Article →
▬▬▬▬▬▬

RE: [PATCH] hv_netvsc:Register VF in netvsc_probe if NET_DEVICE_REGISTER missed

From: Haiyang Zhang
Date: Wed Jan 31 2024 - 11:46:58 EST




> -----Original Message-----
> From: Shradha Gupta <shradhagupta@xxxxxxxxxxxxxxxxxxx>
> Sent: Wednesday, January 31, 2024 2:54 AM
> To: Dexuan Cui <decui@xxxxxxxxxxxxx>
> Cc: KY Srinivasan <kys@xxxxxxxxxxxxx>; Haiyang Zhang
> <haiyangz@xxxxxxxxxxxxx>; Wei Liu <wei.liu@xxxxxxxxxx>; David S. Miller
> <davem@xxxxxxxxxxxxx>; Eric Dumazet <edumazet@xxxxxxxxxx>; Jakub Kicinski
> <kuba@xxxxxxxxxx>; Paolo Abeni <pabeni@xxxxxxxxxx>; Wojciech Drewek
> <wojciech.drewek@xxxxxxxxx>; linux-hyperv@xxxxxxxxxxxxxxx;
> netdev@xxxxxxxxxxxxxxx; linux-kernel@xxxxxxxxxxxxxxx; Shradha Gupta
> <shradhagupta@xxxxxxxxxxxxx>; stable@xxxxxxxxxxxxxxx
> Subject: Re: [PATCH] hv_netvsc:Register VF in netvsc_probe if
> NET_DEVICE_REGISTER missed
>
> On Tue, Jan 30, 2024 at 08:13:21PM +0000, Dexuan Cui wrote:
> > > From: Shradha Gupta <shradhagupta@xxxxxxxxxxxxxxxxxxx>
> > > Sent: Monday, January 29, 2024 11:19 PM
> > > [...]
> > > If hv_netvsc driver is removed and reloaded, the NET_DEVICE_REGISTER
> >
> > s/removed/unloaded/
> > unloaded looks more accurate to me :-)

▬▬▬▬▬▬

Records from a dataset

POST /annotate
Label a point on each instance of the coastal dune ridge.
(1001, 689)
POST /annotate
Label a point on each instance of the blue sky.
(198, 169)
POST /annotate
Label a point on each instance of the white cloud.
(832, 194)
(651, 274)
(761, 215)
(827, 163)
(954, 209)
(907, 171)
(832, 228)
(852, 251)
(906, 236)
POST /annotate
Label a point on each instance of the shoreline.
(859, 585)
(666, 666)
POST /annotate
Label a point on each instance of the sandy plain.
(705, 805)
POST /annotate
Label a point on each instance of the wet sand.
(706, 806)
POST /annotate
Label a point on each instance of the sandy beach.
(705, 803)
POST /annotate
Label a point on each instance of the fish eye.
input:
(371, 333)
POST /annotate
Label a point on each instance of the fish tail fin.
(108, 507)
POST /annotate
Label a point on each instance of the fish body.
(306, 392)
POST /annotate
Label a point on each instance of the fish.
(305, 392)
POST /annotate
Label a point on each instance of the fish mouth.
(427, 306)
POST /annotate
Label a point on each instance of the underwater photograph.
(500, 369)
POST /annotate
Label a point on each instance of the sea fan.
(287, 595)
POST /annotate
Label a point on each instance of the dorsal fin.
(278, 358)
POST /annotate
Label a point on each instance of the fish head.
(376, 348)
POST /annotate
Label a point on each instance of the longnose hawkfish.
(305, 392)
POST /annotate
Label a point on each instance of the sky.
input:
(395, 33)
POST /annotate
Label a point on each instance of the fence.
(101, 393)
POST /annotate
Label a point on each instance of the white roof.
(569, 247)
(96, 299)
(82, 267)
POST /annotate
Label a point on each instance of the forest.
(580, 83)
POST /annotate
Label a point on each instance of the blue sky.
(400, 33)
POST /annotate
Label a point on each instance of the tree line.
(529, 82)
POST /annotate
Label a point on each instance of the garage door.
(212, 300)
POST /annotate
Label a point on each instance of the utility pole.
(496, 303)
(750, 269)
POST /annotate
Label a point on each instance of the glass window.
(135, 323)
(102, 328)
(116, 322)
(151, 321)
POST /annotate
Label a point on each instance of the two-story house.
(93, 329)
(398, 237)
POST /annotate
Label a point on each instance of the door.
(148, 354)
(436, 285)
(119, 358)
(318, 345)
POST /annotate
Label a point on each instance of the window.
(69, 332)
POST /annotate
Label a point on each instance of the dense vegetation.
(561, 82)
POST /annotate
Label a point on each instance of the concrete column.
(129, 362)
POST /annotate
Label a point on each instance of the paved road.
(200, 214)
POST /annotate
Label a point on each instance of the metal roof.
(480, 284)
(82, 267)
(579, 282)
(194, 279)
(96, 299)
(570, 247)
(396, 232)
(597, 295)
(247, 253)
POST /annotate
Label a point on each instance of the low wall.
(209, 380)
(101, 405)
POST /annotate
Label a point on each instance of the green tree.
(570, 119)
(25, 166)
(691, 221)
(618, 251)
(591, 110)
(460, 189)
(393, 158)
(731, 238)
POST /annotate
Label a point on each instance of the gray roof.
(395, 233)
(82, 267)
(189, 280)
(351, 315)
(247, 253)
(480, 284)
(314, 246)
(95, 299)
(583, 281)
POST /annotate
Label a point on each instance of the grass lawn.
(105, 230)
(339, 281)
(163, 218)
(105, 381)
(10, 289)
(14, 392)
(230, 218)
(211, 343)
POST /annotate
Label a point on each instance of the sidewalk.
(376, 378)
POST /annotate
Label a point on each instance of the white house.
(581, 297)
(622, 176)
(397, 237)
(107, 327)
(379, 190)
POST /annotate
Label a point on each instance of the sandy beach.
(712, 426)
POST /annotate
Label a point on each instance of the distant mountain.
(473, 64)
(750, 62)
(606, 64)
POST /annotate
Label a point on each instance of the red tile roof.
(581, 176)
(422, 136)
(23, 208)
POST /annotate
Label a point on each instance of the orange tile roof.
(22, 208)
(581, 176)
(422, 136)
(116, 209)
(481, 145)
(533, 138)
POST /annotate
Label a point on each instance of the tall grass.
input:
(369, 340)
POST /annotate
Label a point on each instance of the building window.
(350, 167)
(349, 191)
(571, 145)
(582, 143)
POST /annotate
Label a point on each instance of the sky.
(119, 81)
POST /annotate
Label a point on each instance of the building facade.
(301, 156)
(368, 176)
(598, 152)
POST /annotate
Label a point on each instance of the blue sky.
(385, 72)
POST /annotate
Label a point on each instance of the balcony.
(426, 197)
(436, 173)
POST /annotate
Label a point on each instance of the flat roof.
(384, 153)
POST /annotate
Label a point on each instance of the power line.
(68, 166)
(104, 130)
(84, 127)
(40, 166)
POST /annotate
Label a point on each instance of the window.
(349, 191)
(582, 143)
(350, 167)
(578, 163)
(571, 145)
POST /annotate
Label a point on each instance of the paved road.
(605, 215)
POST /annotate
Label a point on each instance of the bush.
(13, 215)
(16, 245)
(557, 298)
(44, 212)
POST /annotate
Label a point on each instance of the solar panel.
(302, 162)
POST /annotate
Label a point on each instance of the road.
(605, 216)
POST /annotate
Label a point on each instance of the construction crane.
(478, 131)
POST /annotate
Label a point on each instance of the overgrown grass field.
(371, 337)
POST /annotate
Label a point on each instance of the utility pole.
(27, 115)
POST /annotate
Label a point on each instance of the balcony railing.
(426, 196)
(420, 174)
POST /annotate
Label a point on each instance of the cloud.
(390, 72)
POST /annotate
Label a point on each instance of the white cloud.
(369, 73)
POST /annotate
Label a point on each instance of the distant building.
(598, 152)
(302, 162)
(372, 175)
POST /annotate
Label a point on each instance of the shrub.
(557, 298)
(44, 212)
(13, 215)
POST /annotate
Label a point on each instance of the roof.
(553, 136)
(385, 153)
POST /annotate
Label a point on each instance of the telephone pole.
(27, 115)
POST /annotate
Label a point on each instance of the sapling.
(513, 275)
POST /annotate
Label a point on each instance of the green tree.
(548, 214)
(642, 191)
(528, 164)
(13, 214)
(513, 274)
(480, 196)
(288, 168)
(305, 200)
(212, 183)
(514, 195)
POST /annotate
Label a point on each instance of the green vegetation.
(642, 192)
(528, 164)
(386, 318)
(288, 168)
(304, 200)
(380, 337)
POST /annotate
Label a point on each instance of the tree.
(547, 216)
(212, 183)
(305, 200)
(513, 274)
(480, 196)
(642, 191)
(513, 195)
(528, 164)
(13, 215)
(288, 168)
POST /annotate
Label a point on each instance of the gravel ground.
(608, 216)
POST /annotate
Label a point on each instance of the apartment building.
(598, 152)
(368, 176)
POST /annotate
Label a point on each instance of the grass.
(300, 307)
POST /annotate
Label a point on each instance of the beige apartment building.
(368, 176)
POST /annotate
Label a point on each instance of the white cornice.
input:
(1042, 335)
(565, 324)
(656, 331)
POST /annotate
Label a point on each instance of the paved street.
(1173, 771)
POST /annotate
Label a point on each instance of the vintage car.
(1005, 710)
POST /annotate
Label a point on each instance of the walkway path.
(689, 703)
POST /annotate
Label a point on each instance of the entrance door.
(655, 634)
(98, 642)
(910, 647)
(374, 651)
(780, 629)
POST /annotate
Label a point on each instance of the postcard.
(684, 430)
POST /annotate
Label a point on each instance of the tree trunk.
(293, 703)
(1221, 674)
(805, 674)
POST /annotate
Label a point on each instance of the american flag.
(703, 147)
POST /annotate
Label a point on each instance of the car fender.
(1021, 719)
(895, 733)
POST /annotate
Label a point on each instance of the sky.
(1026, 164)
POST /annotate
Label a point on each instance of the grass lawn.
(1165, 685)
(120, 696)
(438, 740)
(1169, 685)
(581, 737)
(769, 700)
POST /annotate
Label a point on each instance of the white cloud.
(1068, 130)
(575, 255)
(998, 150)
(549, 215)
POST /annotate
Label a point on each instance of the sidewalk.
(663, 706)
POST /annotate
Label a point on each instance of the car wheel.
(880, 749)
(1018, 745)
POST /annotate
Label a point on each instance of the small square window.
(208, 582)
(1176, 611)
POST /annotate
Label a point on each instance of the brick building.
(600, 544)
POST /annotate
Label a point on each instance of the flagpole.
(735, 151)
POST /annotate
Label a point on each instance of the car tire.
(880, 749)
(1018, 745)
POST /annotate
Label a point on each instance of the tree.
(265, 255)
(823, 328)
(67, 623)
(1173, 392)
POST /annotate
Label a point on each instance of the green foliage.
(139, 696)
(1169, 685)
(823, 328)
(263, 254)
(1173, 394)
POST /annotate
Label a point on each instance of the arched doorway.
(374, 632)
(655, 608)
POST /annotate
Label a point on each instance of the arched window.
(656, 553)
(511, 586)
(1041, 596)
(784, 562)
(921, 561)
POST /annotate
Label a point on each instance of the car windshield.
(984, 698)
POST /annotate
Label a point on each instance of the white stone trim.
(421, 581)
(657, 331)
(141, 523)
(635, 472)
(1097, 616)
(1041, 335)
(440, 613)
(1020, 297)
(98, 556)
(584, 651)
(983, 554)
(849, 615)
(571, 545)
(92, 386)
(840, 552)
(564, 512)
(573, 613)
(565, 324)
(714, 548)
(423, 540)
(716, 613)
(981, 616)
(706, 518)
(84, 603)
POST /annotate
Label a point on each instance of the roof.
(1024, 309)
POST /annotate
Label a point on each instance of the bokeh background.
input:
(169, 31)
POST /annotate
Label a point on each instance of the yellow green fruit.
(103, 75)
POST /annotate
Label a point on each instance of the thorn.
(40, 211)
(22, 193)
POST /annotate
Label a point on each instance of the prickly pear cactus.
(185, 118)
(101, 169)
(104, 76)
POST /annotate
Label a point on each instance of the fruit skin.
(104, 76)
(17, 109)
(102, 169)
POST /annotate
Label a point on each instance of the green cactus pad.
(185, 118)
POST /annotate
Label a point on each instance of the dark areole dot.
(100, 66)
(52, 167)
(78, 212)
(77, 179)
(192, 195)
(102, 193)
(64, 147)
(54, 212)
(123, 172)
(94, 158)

▬▬▬▬▬▬

Exercise prompt → In the patch thread, why does Dexuan Cui suggest changing "removed" to "unloaded" in the sentence "If hv_netvsc driver is removed and reloaded"? Answer in one to three sentences.

Expected answer → Dexuan Cui proposes the substitution "s/removed/unloaded/" because "unloaded" looks more accurate for describing what happens to the hv_netvsc driver before it is reloaded.